> Given data:

····················

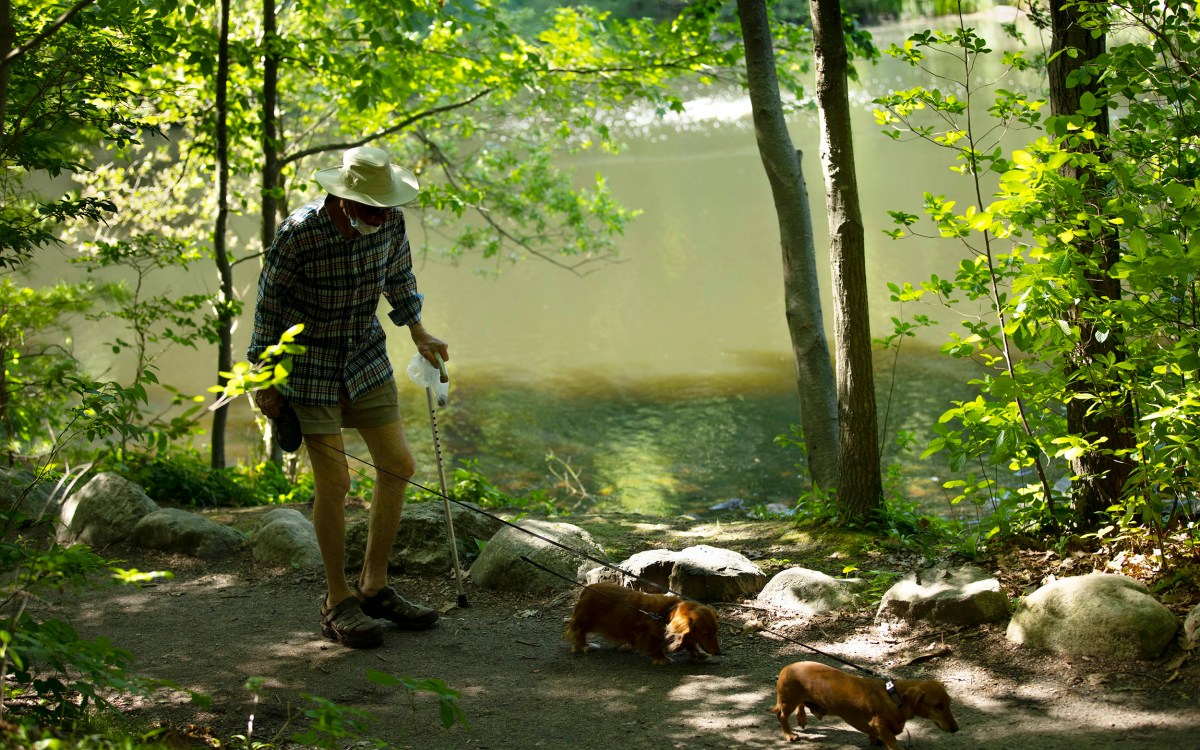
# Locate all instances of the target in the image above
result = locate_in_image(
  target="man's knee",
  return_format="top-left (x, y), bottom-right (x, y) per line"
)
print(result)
top-left (312, 470), bottom-right (350, 502)
top-left (379, 451), bottom-right (416, 482)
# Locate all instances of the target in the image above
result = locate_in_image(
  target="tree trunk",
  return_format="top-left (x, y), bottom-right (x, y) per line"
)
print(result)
top-left (0, 0), bottom-right (17, 143)
top-left (1049, 0), bottom-right (1134, 528)
top-left (738, 0), bottom-right (838, 490)
top-left (809, 0), bottom-right (883, 518)
top-left (259, 0), bottom-right (283, 463)
top-left (212, 0), bottom-right (234, 469)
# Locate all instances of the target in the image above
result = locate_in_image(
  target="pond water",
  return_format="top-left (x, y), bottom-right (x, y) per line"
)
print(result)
top-left (37, 10), bottom-right (1036, 514)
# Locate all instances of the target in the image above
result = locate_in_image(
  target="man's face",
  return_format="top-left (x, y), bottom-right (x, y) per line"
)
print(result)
top-left (348, 200), bottom-right (388, 227)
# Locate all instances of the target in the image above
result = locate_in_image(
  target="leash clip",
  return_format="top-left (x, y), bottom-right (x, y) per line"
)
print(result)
top-left (883, 679), bottom-right (900, 706)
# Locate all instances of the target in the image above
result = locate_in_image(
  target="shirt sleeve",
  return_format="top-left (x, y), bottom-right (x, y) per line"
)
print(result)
top-left (246, 226), bottom-right (300, 364)
top-left (383, 211), bottom-right (425, 326)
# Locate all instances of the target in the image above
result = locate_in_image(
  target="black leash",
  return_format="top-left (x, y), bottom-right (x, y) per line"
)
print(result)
top-left (308, 444), bottom-right (900, 706)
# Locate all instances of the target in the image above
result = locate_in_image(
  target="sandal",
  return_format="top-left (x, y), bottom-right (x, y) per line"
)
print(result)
top-left (320, 596), bottom-right (383, 648)
top-left (354, 586), bottom-right (439, 630)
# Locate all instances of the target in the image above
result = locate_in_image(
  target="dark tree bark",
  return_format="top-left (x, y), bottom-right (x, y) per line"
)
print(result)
top-left (259, 0), bottom-right (283, 463)
top-left (738, 0), bottom-right (838, 490)
top-left (1049, 0), bottom-right (1134, 528)
top-left (212, 0), bottom-right (234, 469)
top-left (809, 0), bottom-right (883, 518)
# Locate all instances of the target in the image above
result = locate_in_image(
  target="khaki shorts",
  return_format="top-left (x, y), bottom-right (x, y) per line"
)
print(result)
top-left (292, 380), bottom-right (400, 434)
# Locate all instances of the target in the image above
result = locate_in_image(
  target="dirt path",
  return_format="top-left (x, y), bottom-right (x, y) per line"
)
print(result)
top-left (46, 520), bottom-right (1200, 750)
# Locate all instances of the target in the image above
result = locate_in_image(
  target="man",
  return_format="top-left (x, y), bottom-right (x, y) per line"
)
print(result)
top-left (247, 146), bottom-right (450, 648)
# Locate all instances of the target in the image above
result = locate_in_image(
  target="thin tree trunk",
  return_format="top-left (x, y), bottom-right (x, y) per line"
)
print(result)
top-left (1049, 0), bottom-right (1134, 528)
top-left (260, 0), bottom-right (283, 463)
top-left (212, 0), bottom-right (234, 469)
top-left (0, 0), bottom-right (17, 145)
top-left (809, 0), bottom-right (883, 518)
top-left (738, 0), bottom-right (838, 490)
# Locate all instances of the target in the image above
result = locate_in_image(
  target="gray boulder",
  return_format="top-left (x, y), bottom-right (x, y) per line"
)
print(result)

····················

> Exercise:
Rewrite every line of the records above as a numbered list, skipping any blank lines and leaving out the pictures.

> Response to the exercise:
1. # Locate all instances of the target in the image above
2. result = locate_in_image(
3.   target="man's knee",
4.   return_format="top-left (x, y), bottom-right (x, y) per line"
5. )
6. print(result)
7. top-left (312, 470), bottom-right (350, 502)
8. top-left (379, 451), bottom-right (416, 482)
9. # Locate all instances of the target in the image above
10. result = locate_in_image(
11.   target="tree trunk",
12.   return_format="top-left (x, y), bottom-right (x, y) per line"
13. )
14. print(result)
15. top-left (0, 0), bottom-right (17, 143)
16. top-left (1049, 0), bottom-right (1134, 528)
17. top-left (738, 0), bottom-right (838, 490)
18. top-left (809, 0), bottom-right (883, 518)
19. top-left (259, 0), bottom-right (283, 463)
20. top-left (212, 0), bottom-right (234, 469)
21. # Locate all instances of the target in the image above
22. result = locate_in_image(
23.   target="pond water",
24.   return_format="top-left (x, y), bottom-right (x, y) per line"
25. )
26. print(result)
27. top-left (37, 10), bottom-right (1036, 514)
28. # Locate all instances of the target in the image above
29. result = locate_in_image(
30.   target="man's face",
31.   return_format="top-left (x, y), bottom-right (x, y) per line"
32. )
33. print(result)
34. top-left (348, 200), bottom-right (388, 227)
35. # Locate all instances of the target in the image above
36. result = locate_in_image(
37.   target="leash clip",
38.   return_format="top-left (x, y), bottom-right (x, y) per line"
39. )
40. print(result)
41. top-left (883, 679), bottom-right (900, 706)
42. # Locate all instances of the target in the image above
43. result = locate_in_image(
44.   target="shirt sleeve",
45.   return_format="top-left (x, y), bottom-right (x, y) per line"
46. )
47. print(result)
48. top-left (246, 226), bottom-right (300, 364)
49. top-left (383, 211), bottom-right (425, 326)
50. # Locate all instances of the target in the image above
51. result = locate_in_image(
52.   target="black leash",
53.   return_format="top-left (x, y), bottom-right (x, y) per line"
54. )
55. print(result)
56. top-left (308, 444), bottom-right (900, 706)
57. # Locate all instances of the target in the image above
58. result = locate_in_image(
59.   target="sandal",
60.   return_format="top-left (x, y), bottom-right (x, y) per line"
61. )
62. print(result)
63. top-left (320, 596), bottom-right (383, 648)
64. top-left (354, 586), bottom-right (439, 630)
65. # Locate all instances of the target in the image above
66. result = locate_in_image(
67.   target="dark tree bark",
68.   return_format="top-left (x, y), bottom-right (x, y) per line"
69. )
70. print(result)
71. top-left (259, 0), bottom-right (283, 463)
72. top-left (738, 0), bottom-right (838, 490)
73. top-left (1049, 0), bottom-right (1134, 528)
74. top-left (212, 0), bottom-right (234, 469)
75. top-left (809, 0), bottom-right (883, 518)
76. # Locate all instances of the target in the image above
77. result = locate_in_image(
78.   target="khaki shorts",
79.   return_format="top-left (x, y), bottom-right (x, y) per line"
80. )
81. print(result)
82. top-left (292, 380), bottom-right (400, 434)
83. # Locate all instances of the target in the image above
84. result = locate_in_image(
85.   target="dirt path",
86.   return_format="top-left (x, y), bottom-right (x, y) per line"
87. )
88. print(result)
89. top-left (46, 520), bottom-right (1200, 750)
90. # Locate all instances of the target in the image above
91. result = locate_in_image(
92.   target="man",
93.   return_format="top-left (x, y), bottom-right (x, y) per line"
94. )
95. print(result)
96. top-left (247, 146), bottom-right (450, 648)
97. # Locate all instances of the target in the image above
98. result = locate_in_image(
99.   target="thin tree trunk",
100.   return_format="top-left (x, y), bottom-right (x, y) per line"
101. )
102. print(result)
103. top-left (1049, 0), bottom-right (1134, 528)
104. top-left (260, 0), bottom-right (283, 463)
105. top-left (212, 0), bottom-right (234, 469)
106. top-left (0, 0), bottom-right (17, 145)
107. top-left (809, 0), bottom-right (883, 518)
108. top-left (738, 0), bottom-right (838, 490)
109. # Locate all instances of the target in the image above
110. result = locate_in_image(
111.   target="gray boulder",
112.   return_format="top-left (x, y), bottom-right (x, y) per line"
113. )
114. print(result)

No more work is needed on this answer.